Additional snapshots of the LIG and transient simulations would allow analyses of the temporal complexity of the LIG. Existing LIG compilations of temperature (e.g. Capron et al. 2017; Hoffman et al. 2017) should be extended to cover data-scarce areas of the globe, i.e. the Southern Hemisphere and e.g. the Indian and Pacific Oceans. Available terrestrial records often reflect the so-called LIG temperature optimum, which was not globally synchronous, and can hardly be associated with specific time slices during the LIG. Transient simulations would enable an integrated approach for addressing the model-to-proxy mismatch potentially due to chronological inaccuracy and bias of proxy records, and allow application of data assimilation methods. Continued development of sea-ice and hydroclimate reconstructions would provide additional metrics for comparison to model simulations.
####################
# WRITTEN REQUEST A:
Please copy the passage on Last Interglacial modeling word for word, starting with "Additional snapshots of" and going on through "to model simulations.".
# WRITTEN REQUEST B:
List the data-scarce regions that the passage on Last Interglacial modeling names for extending temperature compilations.

# DATASET ROWS:
####################
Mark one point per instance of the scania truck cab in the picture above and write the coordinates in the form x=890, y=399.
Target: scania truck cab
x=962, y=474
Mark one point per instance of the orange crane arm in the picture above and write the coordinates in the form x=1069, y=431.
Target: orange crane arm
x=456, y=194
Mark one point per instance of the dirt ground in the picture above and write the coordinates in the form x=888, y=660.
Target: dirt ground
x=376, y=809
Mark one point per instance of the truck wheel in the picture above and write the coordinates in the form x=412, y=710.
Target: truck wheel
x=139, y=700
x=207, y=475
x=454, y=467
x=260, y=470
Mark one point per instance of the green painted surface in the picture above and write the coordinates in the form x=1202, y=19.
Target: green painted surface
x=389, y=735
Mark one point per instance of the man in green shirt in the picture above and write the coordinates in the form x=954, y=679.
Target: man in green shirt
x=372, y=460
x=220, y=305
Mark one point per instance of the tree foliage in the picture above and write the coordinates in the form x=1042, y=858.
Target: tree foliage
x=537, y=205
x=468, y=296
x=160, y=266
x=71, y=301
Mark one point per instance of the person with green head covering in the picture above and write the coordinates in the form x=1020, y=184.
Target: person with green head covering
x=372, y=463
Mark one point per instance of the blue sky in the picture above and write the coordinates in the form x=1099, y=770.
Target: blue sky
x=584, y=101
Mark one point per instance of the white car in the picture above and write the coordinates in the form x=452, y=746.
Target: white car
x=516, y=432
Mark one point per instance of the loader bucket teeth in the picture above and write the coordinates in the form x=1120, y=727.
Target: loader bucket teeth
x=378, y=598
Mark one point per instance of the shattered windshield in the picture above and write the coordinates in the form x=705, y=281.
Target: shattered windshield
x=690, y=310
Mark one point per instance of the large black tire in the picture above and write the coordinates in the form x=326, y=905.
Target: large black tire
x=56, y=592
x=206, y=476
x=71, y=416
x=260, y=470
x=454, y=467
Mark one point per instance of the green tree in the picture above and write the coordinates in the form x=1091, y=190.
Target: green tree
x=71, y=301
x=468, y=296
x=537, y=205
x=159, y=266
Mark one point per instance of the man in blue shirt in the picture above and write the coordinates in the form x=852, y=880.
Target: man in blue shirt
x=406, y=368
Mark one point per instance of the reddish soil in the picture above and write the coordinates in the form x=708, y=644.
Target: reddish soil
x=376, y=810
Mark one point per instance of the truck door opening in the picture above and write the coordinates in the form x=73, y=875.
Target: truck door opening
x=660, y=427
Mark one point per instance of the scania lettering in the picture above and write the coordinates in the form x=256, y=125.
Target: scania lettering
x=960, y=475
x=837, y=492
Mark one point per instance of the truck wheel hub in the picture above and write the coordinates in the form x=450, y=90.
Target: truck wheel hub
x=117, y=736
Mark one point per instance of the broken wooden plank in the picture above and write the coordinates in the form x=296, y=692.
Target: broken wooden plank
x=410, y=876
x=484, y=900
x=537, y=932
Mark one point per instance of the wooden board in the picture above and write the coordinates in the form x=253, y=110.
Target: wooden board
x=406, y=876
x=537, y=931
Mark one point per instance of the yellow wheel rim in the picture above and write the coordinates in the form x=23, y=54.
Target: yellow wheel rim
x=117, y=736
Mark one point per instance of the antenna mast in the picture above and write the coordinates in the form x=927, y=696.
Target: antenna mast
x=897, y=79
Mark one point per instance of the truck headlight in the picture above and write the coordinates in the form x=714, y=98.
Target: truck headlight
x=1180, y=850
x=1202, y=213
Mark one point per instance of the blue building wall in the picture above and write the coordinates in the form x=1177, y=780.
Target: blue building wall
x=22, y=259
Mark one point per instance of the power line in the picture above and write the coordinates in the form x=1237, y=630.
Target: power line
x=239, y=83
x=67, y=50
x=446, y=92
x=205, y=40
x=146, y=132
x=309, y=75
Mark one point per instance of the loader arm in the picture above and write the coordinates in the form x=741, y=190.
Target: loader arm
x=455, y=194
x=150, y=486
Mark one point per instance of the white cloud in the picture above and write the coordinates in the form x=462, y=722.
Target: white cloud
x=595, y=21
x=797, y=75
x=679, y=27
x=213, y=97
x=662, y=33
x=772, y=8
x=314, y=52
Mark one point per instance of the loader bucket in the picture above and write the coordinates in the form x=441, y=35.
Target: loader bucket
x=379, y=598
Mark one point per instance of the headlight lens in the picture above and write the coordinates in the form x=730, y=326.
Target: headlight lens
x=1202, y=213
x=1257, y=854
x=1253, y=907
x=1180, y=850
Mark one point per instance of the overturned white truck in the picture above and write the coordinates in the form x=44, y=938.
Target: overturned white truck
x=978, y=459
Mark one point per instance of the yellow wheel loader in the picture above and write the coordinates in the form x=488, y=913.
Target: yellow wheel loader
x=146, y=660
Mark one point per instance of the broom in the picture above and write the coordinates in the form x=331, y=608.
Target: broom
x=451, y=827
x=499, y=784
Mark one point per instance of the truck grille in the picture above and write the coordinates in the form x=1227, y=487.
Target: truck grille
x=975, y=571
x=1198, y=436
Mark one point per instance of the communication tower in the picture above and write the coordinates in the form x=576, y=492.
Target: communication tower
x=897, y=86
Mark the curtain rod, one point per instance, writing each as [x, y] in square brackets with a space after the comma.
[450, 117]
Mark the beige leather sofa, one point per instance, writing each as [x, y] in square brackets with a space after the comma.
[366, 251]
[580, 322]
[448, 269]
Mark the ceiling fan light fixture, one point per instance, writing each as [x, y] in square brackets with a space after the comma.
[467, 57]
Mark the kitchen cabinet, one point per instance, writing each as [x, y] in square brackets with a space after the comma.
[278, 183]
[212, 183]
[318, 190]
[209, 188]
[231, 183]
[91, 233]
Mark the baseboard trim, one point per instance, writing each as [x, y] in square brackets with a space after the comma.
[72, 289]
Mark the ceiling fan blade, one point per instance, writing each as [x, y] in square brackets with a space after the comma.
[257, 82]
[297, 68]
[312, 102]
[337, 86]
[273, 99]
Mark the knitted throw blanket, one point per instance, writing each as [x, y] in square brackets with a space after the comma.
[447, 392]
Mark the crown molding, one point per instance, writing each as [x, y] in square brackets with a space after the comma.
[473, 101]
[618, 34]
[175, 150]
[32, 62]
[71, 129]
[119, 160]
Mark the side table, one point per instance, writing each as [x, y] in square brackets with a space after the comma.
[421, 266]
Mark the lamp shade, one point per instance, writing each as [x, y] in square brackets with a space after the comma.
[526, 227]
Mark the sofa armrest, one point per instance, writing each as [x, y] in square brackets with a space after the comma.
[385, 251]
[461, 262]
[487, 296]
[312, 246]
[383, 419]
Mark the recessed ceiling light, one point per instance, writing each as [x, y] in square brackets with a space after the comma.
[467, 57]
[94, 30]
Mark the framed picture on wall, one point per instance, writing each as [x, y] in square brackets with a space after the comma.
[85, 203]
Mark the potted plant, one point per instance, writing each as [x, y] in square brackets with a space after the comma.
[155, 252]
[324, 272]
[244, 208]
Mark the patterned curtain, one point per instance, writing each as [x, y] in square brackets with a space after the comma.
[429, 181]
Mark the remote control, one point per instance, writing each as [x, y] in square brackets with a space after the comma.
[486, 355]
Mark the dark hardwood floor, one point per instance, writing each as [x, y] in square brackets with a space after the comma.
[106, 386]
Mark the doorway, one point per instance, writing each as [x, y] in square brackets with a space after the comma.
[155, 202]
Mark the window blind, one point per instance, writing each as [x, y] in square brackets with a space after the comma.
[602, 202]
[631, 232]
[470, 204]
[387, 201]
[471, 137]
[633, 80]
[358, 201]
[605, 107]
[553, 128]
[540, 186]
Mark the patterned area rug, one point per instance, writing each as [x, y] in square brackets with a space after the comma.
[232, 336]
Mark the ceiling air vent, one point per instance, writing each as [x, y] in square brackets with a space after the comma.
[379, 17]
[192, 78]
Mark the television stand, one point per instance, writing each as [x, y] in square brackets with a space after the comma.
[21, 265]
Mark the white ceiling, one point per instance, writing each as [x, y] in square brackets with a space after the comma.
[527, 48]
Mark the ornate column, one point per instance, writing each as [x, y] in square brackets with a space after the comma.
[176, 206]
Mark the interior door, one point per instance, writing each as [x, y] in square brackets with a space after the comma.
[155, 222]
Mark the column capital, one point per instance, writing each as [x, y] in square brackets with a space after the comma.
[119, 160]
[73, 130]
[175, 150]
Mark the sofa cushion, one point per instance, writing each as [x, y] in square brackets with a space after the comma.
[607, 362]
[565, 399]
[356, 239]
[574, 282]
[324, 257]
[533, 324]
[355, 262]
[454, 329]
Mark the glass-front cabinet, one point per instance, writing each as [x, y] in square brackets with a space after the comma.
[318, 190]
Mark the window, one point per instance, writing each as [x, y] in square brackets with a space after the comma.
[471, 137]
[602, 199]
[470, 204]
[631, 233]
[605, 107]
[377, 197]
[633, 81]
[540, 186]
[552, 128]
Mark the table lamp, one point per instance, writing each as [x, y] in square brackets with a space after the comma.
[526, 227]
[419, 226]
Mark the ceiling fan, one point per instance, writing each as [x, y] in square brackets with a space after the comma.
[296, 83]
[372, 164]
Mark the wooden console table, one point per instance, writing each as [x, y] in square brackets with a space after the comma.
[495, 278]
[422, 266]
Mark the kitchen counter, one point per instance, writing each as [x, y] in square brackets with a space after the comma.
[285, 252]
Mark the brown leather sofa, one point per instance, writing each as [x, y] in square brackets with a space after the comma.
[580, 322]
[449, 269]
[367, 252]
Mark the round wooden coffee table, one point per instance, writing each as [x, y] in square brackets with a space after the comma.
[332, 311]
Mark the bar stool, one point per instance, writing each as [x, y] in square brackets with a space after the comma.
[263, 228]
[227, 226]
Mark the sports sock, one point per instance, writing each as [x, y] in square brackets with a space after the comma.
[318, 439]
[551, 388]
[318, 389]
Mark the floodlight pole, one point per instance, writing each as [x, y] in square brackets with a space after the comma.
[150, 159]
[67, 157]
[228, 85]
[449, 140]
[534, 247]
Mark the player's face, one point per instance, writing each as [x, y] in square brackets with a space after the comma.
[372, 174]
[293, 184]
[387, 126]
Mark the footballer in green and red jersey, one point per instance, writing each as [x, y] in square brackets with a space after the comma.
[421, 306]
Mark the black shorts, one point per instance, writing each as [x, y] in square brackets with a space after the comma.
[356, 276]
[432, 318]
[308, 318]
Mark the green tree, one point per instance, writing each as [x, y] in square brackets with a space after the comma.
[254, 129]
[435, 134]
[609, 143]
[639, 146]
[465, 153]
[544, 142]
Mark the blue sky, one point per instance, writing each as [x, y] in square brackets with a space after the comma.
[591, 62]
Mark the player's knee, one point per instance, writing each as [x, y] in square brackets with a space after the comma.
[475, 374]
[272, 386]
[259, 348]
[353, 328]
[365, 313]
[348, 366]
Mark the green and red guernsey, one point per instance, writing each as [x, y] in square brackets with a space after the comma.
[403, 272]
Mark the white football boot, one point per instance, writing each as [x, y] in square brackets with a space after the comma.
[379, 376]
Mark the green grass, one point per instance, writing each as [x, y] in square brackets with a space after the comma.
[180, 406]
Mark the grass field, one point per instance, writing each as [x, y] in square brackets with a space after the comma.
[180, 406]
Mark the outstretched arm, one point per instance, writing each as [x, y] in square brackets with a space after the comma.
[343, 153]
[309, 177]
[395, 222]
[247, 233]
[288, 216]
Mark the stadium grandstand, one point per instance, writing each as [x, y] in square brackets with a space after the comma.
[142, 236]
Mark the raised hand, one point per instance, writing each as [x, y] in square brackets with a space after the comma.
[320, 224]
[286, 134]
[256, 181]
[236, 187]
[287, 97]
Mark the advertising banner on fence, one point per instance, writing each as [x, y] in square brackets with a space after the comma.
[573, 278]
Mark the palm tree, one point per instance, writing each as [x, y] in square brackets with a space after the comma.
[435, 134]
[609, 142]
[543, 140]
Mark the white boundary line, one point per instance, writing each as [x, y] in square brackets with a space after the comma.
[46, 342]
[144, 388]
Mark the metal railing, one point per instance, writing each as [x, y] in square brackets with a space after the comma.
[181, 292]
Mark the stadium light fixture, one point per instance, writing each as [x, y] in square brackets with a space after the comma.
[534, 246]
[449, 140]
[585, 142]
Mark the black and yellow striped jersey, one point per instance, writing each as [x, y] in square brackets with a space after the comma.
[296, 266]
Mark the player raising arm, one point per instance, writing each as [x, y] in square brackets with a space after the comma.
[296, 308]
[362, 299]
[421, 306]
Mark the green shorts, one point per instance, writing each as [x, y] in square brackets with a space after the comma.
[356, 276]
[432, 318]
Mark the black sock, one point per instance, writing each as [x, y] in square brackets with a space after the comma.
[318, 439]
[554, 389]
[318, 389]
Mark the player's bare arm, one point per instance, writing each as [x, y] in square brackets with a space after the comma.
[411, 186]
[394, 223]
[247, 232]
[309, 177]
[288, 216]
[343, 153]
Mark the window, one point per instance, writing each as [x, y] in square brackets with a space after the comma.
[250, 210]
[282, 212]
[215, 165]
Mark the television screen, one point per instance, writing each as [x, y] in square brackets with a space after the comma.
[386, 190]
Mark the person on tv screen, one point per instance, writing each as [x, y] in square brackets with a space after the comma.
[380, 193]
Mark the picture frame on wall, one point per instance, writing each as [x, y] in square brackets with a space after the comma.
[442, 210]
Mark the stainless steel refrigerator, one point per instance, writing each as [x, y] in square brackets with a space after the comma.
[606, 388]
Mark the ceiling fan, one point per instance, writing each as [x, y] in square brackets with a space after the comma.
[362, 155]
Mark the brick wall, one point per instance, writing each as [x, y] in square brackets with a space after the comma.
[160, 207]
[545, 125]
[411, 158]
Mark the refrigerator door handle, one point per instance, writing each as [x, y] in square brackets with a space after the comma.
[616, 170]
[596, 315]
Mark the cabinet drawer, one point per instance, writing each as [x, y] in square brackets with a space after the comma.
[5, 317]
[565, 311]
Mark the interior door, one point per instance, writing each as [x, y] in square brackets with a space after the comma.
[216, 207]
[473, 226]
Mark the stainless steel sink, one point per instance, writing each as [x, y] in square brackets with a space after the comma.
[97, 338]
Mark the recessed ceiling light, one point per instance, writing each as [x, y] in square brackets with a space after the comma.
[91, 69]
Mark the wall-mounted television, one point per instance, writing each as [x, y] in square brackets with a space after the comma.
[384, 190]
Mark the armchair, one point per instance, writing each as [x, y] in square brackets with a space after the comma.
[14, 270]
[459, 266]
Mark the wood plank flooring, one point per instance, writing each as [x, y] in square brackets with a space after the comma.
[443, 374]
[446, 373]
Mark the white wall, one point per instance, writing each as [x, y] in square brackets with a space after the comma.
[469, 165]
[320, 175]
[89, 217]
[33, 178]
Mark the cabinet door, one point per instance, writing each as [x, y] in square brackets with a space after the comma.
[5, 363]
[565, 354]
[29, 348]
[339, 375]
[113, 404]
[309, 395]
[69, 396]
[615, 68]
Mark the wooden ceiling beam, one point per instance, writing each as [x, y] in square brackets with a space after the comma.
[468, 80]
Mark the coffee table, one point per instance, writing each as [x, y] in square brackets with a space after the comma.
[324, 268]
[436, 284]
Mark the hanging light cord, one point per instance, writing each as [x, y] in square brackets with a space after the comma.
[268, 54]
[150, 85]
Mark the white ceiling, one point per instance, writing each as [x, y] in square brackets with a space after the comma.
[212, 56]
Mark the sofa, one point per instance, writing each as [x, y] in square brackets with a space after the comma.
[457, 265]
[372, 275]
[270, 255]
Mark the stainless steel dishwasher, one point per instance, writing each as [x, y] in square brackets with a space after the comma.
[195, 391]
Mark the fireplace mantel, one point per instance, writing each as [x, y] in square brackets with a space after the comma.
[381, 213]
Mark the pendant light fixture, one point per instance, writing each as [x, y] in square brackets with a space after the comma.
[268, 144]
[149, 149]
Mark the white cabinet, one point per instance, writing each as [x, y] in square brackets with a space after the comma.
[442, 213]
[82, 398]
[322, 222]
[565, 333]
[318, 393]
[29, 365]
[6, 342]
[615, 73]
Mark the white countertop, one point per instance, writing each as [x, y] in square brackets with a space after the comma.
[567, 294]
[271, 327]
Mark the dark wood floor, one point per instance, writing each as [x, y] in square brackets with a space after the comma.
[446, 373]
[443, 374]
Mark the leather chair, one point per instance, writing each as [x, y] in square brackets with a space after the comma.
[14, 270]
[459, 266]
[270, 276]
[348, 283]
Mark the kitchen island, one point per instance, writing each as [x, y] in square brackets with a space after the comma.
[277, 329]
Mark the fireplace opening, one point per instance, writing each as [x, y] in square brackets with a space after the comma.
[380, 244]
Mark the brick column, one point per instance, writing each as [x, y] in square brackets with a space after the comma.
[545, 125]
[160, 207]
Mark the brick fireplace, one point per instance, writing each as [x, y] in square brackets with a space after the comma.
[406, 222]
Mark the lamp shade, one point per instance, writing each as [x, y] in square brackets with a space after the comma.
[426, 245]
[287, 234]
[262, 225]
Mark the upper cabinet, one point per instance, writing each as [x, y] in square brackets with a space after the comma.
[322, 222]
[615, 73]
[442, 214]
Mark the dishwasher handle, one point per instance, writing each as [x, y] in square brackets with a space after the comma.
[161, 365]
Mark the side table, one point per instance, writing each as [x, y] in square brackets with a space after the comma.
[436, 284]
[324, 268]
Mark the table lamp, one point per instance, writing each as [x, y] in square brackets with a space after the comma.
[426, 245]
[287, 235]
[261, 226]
####################
# CORRECT ANSWER A:
Additional snapshots of the LIG and transient simulations would allow analyses of the temporal complexity of the LIG. Existing LIG compilations of temperature (e.g. Capron et al. 2017; Hoffman et al. 2017) should be extended to cover data-scarce areas of the globe, i.e. the Southern Hemisphere and e.g. the Indian and Pacific Oceans. Available terrestrial records often reflect the so-called LIG temperature optimum, which was not globally synchronous, and can hardly be associated with specific time slices during the LIG. Transient simulations would enable an integrated approach for addressing the model-to-proxy mismatch potentially due to chronological inaccuracy and bias of proxy records, and allow application of data assimilation methods. Continued development of sea-ice and hydroclimate reconstructions would provide additional metrics for comparison to model simulations.

# CORRECT ANSWER B:
- Southern Hemisphere
- Indian Ocean
- Pacific Ocean